-------- Records for processing --------

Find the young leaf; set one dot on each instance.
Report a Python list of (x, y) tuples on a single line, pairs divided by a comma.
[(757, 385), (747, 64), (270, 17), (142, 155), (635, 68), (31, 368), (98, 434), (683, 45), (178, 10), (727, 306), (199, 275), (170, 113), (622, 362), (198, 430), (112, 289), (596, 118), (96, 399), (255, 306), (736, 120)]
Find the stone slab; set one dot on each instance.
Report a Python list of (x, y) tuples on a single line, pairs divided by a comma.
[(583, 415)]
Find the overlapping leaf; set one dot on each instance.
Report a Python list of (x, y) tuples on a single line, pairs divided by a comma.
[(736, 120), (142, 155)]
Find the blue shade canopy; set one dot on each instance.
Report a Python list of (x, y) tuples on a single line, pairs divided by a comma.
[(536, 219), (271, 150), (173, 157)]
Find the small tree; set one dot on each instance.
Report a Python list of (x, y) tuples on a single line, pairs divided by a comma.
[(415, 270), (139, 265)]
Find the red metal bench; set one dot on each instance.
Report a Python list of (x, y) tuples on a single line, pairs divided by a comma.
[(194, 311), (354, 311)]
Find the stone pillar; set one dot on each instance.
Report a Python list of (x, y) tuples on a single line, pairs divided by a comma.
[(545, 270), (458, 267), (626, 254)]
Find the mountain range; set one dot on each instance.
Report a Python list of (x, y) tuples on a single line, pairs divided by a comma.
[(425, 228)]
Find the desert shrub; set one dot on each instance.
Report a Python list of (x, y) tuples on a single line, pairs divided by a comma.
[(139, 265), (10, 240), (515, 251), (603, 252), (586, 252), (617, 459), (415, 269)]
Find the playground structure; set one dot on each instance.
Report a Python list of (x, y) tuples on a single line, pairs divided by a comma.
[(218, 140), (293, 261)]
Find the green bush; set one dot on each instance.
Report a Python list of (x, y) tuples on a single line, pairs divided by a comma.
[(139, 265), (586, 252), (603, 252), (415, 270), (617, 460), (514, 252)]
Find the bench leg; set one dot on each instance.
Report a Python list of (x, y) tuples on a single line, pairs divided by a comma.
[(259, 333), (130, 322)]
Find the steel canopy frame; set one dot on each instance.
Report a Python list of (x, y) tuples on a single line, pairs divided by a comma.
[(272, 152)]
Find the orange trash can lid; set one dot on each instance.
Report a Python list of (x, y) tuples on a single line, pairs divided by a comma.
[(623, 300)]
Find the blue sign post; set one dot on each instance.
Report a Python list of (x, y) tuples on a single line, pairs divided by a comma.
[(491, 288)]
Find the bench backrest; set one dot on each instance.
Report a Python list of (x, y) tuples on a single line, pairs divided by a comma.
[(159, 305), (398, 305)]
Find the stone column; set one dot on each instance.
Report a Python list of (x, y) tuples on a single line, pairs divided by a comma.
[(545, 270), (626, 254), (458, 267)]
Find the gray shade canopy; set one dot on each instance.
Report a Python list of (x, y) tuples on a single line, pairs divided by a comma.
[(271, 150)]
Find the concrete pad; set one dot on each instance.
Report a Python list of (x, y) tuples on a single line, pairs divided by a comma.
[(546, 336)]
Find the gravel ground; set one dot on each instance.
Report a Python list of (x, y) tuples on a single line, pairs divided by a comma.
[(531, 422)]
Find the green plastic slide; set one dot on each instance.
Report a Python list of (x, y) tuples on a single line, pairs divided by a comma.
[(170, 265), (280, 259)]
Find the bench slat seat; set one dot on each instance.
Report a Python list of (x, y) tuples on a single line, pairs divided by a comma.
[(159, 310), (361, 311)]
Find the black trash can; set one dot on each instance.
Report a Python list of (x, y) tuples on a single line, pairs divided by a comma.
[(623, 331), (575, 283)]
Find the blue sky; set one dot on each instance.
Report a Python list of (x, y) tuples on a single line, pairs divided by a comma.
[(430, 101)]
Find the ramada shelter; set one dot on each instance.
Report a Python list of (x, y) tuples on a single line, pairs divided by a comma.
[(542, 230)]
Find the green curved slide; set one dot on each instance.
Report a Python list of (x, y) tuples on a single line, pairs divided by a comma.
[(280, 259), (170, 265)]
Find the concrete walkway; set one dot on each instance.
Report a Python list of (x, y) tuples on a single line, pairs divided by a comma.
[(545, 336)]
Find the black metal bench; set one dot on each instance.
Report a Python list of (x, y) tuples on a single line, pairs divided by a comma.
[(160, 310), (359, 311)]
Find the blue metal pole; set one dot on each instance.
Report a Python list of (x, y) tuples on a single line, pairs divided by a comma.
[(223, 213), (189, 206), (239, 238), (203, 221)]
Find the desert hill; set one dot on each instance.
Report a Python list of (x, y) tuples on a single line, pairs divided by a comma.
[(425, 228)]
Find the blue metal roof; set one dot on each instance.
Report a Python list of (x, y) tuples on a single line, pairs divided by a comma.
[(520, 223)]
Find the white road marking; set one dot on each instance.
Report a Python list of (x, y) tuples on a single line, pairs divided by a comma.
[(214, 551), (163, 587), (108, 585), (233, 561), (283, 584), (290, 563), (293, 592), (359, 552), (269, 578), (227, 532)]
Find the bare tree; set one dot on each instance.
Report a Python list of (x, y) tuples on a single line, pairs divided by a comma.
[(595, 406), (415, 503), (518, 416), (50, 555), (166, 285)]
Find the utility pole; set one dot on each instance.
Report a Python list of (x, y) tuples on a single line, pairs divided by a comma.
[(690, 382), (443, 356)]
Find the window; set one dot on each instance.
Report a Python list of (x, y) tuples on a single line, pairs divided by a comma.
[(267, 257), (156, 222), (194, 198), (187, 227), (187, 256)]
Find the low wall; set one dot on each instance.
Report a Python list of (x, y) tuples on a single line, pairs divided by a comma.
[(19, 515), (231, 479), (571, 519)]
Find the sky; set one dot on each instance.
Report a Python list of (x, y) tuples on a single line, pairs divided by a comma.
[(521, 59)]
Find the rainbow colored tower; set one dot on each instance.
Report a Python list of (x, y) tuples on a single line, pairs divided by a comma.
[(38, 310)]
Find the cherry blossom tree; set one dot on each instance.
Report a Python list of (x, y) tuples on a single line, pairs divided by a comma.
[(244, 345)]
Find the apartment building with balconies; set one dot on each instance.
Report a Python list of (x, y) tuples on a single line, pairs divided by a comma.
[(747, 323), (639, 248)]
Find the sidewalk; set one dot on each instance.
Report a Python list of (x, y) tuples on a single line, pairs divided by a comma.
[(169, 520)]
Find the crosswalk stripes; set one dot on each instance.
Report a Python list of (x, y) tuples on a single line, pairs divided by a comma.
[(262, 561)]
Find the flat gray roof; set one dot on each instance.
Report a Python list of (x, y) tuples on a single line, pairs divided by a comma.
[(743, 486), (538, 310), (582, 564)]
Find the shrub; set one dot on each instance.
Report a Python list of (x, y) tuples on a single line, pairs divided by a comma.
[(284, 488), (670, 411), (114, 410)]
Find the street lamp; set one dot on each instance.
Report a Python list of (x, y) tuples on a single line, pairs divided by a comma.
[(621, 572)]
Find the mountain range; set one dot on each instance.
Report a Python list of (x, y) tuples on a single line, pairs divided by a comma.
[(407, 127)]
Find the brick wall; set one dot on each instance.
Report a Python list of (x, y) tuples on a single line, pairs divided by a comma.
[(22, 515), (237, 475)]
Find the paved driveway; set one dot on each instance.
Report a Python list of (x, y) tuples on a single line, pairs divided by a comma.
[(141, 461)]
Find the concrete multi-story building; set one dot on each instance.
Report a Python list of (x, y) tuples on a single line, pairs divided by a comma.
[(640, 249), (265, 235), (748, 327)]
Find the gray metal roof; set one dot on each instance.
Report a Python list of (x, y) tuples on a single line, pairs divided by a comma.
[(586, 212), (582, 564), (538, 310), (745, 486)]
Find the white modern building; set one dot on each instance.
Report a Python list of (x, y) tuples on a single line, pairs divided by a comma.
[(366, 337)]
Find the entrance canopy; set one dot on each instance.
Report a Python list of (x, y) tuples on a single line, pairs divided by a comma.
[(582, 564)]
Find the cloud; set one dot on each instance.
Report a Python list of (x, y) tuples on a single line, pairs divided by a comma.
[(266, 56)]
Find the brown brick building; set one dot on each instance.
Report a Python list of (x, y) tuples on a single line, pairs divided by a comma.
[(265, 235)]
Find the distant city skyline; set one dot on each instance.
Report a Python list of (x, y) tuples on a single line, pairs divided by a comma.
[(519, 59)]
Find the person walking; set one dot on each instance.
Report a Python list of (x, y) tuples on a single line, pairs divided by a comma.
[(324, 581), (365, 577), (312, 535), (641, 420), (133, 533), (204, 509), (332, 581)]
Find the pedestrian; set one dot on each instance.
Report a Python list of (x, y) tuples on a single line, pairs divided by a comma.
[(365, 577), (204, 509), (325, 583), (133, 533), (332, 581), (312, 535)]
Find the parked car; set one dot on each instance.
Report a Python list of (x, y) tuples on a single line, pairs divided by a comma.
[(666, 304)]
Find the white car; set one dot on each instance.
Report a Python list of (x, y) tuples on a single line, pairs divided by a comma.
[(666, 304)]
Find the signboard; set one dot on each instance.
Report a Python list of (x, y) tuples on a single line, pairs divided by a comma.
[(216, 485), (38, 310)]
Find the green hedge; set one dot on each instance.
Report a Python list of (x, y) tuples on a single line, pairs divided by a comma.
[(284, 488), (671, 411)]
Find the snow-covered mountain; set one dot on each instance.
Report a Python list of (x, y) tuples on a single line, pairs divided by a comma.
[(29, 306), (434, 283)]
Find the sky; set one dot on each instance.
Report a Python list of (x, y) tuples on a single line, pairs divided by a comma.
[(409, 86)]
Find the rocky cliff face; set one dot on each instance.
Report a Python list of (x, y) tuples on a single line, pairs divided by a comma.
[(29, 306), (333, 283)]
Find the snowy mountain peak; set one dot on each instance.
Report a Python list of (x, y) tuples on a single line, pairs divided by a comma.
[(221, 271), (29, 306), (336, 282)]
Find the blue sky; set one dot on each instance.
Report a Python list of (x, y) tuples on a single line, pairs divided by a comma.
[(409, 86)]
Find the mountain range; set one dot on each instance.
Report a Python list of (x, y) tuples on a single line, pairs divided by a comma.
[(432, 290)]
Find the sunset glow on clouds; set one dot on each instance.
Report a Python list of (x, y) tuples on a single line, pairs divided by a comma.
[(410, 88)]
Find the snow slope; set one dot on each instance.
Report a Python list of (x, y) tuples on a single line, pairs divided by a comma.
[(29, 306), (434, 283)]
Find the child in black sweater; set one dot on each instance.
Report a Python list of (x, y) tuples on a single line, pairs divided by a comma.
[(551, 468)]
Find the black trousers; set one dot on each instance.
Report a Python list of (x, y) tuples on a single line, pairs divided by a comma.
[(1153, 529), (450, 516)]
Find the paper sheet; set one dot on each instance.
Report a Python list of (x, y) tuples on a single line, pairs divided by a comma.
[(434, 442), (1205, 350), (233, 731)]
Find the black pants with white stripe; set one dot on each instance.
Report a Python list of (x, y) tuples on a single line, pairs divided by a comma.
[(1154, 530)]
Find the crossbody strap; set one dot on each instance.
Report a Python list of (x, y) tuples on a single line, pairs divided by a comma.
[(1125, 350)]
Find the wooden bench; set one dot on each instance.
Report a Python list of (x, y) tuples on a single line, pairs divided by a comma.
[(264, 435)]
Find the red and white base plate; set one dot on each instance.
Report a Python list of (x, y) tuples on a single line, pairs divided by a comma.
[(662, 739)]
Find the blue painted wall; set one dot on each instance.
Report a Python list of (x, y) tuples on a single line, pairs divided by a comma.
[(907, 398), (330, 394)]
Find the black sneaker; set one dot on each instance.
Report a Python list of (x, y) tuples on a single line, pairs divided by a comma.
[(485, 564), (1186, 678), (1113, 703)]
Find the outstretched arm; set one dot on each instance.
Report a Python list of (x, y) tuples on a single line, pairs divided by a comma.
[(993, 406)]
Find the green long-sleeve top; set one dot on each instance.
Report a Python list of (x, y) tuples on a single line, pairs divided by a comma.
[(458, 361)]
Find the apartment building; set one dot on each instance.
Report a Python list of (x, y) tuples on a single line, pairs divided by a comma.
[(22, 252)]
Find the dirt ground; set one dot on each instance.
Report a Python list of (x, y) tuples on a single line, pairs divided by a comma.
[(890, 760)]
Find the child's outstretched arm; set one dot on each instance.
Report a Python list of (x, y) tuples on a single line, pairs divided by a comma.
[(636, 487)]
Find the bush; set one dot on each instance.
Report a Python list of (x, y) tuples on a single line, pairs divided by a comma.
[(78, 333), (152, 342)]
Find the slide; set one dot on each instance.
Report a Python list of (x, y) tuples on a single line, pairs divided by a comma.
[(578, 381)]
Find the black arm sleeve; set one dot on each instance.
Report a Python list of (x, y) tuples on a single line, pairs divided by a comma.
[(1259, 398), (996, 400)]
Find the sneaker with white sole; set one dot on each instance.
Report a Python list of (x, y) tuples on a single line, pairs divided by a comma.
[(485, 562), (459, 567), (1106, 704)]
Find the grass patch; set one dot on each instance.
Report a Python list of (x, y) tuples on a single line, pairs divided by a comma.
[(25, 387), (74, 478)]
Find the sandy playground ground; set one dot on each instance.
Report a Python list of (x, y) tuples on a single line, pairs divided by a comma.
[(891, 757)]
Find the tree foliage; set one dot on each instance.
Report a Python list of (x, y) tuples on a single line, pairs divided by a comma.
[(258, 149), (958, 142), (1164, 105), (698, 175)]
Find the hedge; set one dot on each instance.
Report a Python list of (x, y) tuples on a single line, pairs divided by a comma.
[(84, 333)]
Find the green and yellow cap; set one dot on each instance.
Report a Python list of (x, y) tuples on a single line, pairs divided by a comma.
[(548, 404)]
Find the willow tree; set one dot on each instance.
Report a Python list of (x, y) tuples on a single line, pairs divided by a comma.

--------

→ **What to work on**
Rewrite the material from its beginning through the line containing "306), (736, 120)]", both ends included. Copy each request unchanged, and scale every coordinate in the answers by 2.45, rounding to the nearest whole number with halves going up.

→ **Solution for this exercise**
Find the young leaf; set one dot on each instance.
Report a Python list of (x, y) tuples on a single line, pairs divided by a comma.
[(1855, 943), (1830, 157), (662, 42), (348, 380), (1556, 167), (76, 902), (240, 1063), (1673, 110), (436, 25), (1781, 750), (488, 674), (417, 277), (1524, 887), (485, 1054), (274, 708), (1460, 289), (235, 978), (625, 750), (1803, 294)]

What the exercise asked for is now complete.